**Documenttekst**
10. Over welke indicatoren dient er gerapporteerd te worden?
Ofschoon het definitieve overzicht van de te rapporteren indicatoren pas naar verwachting begin 2022 wordt gepubliceerd, kan momenteel al een redelijke inschatting worden gemaakt van hetgeen gerapporteerd dient te gaan worden.
A. Soort informatie
Ondernemingen zullen moeten gaan rapporteren over onder meer hun bedrijfsstrategie en de mate waarin het bedrijfsmodel en de strategie bestand zijn tegen risico's die verband houden met duurzaamheidskwesties. Ook zal informatie verstrekt moeten worden over eventuele plannen om ervoor te zorgen dat hun bedrijfsmodel en strategie verenigbaar zijn met de overgang naar een duurzame en klimaat-neutrale economie, of en hoe in hun bedrijfsmodel en strategie rekening wordt gehouden met verschillende belanghebbenden, en over de kansen voor de onderneming voortvloeiend uit ‘sustainability matters’. Verder schrijft de CSRD voor dat informatie verstrekt dient te worden over de uitvoering van de aspecten van de bedrijfsstrategie die van invloed zijn op, of worden beïnvloed door ‘sustainability matters’, alle door de onderneming vastgestelde duurzaamheidsdoelstellingen en de vooruitgang die is geboekt bij de verwezenlijking daarvan. Ook over de rol van de raad van bestuur en de raad van commissarissen met betrekking tot sustainability matters, de belangrijkste feitelijke en potentiële negatieve gevolgen van de activiteiten van de onderneming en de wijze waarop de onderneming de informatie die zij rapporteert heeft bepaald, moet informatie worden verstrekt. De CSRD voegt tevens een verplichting toe om te rapporteren over – onder meer – ‘social, intellectual en human capital’.

**Opdrachten**
• A. Beantwoord de volgende vragen aan de hand van de tekst over rapportage-indicatoren:
(i) Wanneer wordt het definitieve overzicht van de te rapporteren indicatoren naar verwachting gepubliceerd?
(ii) Over de rol van welke twee organen moet informatie worden verstrekt met betrekking tot sustainability matters?
(iii) Over welke vormen van kapitaal voegt de CSRD een rapportageverplichting toe?
• B. Schrijf de tekst over rapportage-indicatoren verder, aansluitend op de laatste zin.
Het materiaal is voor deze opdrachten niet nodig.

**Aangeleverde gegevens**
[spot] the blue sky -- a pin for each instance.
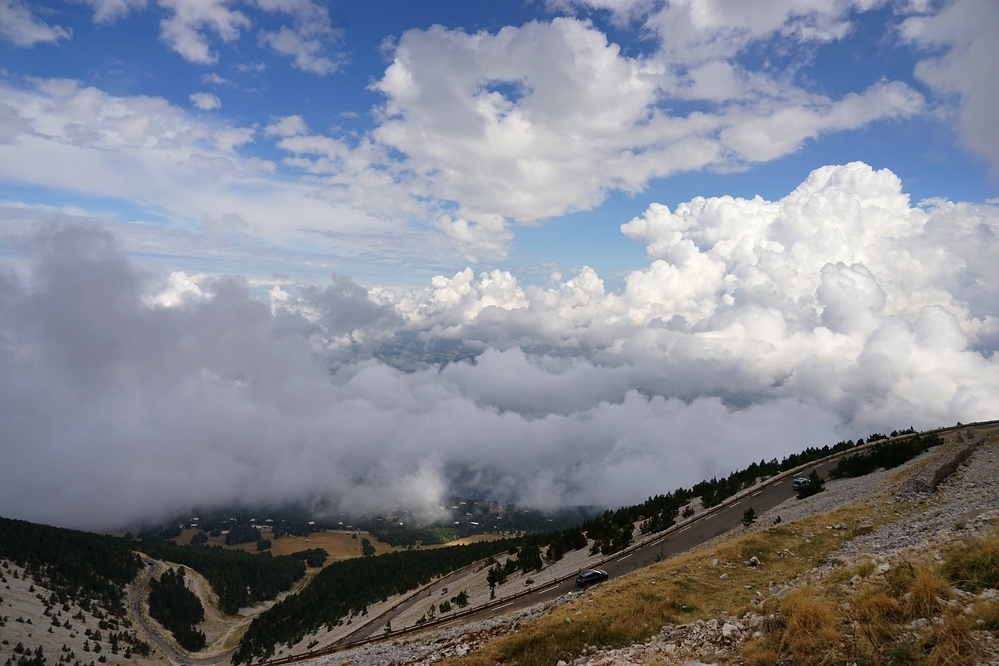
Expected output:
(797, 58)
(677, 236)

**Antwoorden per opdracht**
• A.
(i) Naar verwachting begin 2022.
(ii) De raad van bestuur en de raad van commissarissen.
(iii) ‘Social, intellectual en human capital’.

• B.
B. Due diligence proces
De CSRD bevat daarnaast een verplichting om het proces dat wordt gehanteerd voor het identificeren, voorkomen, beperken en herstellen van de belangrijkste negatieve gevolgen en risico's daarvan voor duurzaamheidsfactoren met betrekking tot zijn gehele waardeketen uiteen te zetten. Daarnaast moet de onderneming uitleggen wat de belangrijkste negatieve gevolgen en risico’s voor duurzaamheidsfactoren zijn die zijn gelinkt aan de eigen activiteiten, producten en services en de zakenrelaties van de onderneming, waaronder de toeleveringsketen.
C. Soort informatie
In de CSRD is expliciet opgenomen dat het duurzaamheidsverslag toekomstgerichte informatie, retrospectieve informatie, kwalitatieve en kwantitatieve informatie over de korte-, medium- en lange termijn moet omvatten. De informatie moet de hele waardeketen van de onderneming beslaan, zowel binnen de Europese Unie als daarbuiten.
De door de EC uit te vaardigen standaarden verduidelijken welke informatie specifiek moet worden opgenomen in de duurzaamheidsverslaggeving. De standaarden moeten zorgen voor begrijpelijke, relevante, verifieerbare en vergelijkbare informatie en een waarheidsgetrouwe weergave van informatie waarborgen. Het gaat hierbij om informatie over milieufactoren (die aansluiten bij de zes milieudoelstellingen uit de EU Taxonomieverordening), sociale factoren en governance-factoren. Een eerste set van standaarden moeten uiterlijk op 31 oktober 2022 worden goedgekeurd door de EC. Een tweede set uiterlijk op 31 oktober 2023.
11. Hoe ziet een passend plan van aanpak en een passende tijdshorizon uit qua inrichting van het systeem ten behoeve van de vereiste duurzaamheidsrapportage?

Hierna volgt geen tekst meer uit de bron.